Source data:
┌────────
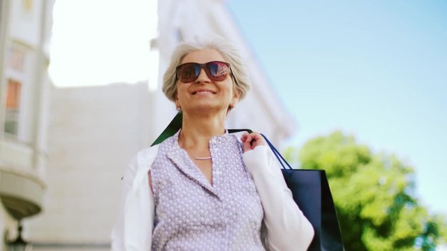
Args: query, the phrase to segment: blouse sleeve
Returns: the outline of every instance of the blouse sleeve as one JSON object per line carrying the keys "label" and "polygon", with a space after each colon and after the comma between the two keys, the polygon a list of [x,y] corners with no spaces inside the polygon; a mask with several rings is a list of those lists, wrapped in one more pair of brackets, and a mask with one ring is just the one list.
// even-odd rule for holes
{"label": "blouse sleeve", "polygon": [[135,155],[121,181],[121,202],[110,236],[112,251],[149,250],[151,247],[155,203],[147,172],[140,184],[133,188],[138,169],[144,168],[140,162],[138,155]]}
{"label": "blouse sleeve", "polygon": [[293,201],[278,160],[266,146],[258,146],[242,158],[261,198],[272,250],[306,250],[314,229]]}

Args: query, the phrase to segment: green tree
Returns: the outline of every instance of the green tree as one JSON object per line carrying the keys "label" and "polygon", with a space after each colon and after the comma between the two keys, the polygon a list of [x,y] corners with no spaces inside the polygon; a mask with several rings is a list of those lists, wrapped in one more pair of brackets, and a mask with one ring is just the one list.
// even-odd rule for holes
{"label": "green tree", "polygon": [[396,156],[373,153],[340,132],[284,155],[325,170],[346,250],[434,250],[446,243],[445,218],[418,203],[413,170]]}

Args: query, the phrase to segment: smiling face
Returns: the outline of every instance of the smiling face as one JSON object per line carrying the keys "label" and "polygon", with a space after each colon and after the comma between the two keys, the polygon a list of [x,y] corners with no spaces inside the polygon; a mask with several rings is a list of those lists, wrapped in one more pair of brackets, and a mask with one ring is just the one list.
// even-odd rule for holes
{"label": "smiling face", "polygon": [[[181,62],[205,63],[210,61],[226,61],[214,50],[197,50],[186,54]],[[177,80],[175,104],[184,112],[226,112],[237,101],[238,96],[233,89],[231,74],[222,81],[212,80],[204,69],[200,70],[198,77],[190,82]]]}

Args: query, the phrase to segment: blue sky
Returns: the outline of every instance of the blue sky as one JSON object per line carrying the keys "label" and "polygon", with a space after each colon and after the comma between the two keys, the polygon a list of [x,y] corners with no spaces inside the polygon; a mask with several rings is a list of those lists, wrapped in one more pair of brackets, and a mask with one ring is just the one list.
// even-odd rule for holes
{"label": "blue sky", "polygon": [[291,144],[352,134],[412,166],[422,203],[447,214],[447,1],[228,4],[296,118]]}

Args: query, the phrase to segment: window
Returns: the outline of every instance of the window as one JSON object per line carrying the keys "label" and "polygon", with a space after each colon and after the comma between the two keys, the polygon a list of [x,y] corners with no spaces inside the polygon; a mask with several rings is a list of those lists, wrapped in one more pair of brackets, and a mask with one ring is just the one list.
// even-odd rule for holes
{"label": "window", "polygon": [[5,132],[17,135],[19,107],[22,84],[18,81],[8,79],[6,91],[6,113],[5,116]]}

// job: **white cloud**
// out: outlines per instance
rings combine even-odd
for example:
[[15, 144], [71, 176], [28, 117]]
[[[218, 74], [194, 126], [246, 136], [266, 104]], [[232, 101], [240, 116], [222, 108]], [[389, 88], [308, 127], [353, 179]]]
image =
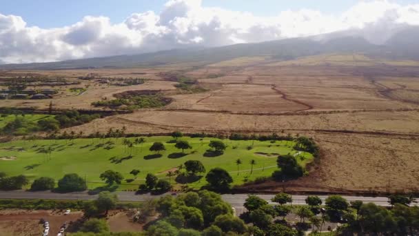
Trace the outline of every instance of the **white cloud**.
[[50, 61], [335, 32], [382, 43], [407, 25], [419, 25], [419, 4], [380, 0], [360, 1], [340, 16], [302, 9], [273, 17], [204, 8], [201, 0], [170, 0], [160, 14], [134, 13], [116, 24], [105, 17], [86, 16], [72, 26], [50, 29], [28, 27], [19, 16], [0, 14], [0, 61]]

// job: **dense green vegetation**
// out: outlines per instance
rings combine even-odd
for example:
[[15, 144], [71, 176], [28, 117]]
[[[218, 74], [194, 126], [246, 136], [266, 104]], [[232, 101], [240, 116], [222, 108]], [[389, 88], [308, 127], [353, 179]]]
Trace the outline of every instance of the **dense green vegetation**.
└────────
┌────────
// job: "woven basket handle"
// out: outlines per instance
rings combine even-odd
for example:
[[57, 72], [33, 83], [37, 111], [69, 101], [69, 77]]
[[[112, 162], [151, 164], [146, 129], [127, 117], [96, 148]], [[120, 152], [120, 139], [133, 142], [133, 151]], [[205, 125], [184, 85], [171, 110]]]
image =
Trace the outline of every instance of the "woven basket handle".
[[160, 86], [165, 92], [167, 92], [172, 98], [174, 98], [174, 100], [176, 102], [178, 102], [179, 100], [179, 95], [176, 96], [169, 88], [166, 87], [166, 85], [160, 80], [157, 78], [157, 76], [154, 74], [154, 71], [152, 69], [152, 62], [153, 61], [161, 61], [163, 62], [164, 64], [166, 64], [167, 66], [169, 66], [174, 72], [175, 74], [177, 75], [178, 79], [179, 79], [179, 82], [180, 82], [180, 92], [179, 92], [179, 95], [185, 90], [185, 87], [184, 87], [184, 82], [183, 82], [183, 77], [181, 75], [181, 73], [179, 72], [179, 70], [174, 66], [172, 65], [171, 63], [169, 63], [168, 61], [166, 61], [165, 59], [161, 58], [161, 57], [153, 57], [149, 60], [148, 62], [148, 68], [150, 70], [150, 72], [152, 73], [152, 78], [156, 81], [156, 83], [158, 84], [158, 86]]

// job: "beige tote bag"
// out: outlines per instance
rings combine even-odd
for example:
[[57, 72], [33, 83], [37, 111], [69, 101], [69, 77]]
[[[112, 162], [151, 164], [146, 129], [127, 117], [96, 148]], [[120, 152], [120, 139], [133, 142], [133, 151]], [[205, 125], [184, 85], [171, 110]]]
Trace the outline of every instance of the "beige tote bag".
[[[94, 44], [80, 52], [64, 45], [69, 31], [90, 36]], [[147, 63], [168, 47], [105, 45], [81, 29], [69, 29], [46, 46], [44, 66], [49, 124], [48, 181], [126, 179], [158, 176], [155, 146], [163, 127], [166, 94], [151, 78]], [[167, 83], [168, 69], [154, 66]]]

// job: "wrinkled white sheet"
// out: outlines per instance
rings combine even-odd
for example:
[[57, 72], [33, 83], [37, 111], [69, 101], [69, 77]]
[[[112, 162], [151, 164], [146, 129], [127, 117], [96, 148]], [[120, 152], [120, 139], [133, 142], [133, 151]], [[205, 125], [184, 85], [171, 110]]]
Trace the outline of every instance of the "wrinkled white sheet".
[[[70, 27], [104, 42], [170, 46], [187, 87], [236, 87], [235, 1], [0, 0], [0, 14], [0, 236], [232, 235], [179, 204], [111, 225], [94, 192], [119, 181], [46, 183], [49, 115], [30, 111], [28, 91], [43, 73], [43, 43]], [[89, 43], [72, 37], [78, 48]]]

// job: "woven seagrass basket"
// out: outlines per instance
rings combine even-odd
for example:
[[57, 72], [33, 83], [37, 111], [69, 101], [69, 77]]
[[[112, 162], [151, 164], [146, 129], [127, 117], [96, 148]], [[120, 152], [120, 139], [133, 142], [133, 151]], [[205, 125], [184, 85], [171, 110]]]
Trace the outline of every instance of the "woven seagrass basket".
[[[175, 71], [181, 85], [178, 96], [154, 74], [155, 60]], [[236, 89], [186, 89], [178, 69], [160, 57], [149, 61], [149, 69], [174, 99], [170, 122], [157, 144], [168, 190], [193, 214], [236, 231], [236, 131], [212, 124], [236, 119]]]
└────────
┌────────
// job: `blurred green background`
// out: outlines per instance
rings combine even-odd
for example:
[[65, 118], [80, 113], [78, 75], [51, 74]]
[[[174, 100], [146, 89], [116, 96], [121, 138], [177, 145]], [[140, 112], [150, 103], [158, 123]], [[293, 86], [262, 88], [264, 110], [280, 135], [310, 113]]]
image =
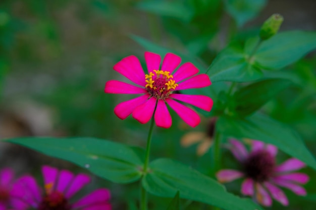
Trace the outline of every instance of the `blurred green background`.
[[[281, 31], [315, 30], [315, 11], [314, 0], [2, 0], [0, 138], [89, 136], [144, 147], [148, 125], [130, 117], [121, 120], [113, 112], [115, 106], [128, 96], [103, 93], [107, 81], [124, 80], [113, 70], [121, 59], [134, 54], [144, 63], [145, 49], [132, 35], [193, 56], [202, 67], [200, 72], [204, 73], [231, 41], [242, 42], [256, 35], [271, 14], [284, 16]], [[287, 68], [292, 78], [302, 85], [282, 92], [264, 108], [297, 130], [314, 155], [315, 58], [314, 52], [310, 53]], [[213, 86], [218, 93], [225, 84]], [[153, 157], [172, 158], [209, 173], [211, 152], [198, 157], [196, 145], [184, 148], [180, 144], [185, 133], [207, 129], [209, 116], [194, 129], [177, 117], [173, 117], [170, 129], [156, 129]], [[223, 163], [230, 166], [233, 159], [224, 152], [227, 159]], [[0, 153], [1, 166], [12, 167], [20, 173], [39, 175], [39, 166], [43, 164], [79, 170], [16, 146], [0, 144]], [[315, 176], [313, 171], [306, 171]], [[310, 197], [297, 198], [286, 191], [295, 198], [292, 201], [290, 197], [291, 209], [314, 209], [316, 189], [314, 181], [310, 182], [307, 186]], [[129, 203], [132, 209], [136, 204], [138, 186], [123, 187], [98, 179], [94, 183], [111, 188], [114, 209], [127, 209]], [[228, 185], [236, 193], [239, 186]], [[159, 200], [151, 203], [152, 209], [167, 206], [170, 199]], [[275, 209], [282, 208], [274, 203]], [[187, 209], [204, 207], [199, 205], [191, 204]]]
└────────
- Instruction
Write out the stretch of the records from the line containing "job: **dense green vegetation**" through the line containing "Trace the outline of every instance of the **dense", reproducing each line precisely.

- The solution
// job: **dense green vegetation**
// out: outlines per instance
rings combine even-odd
for example:
[[15, 144], [71, 176], [28, 117]]
[[[218, 74], [194, 126], [246, 136], [266, 104]], [[232, 101], [240, 116], [222, 108]], [[389, 88], [308, 127], [353, 179]]]
Trace the outline of every instance of the **dense green vegetation**.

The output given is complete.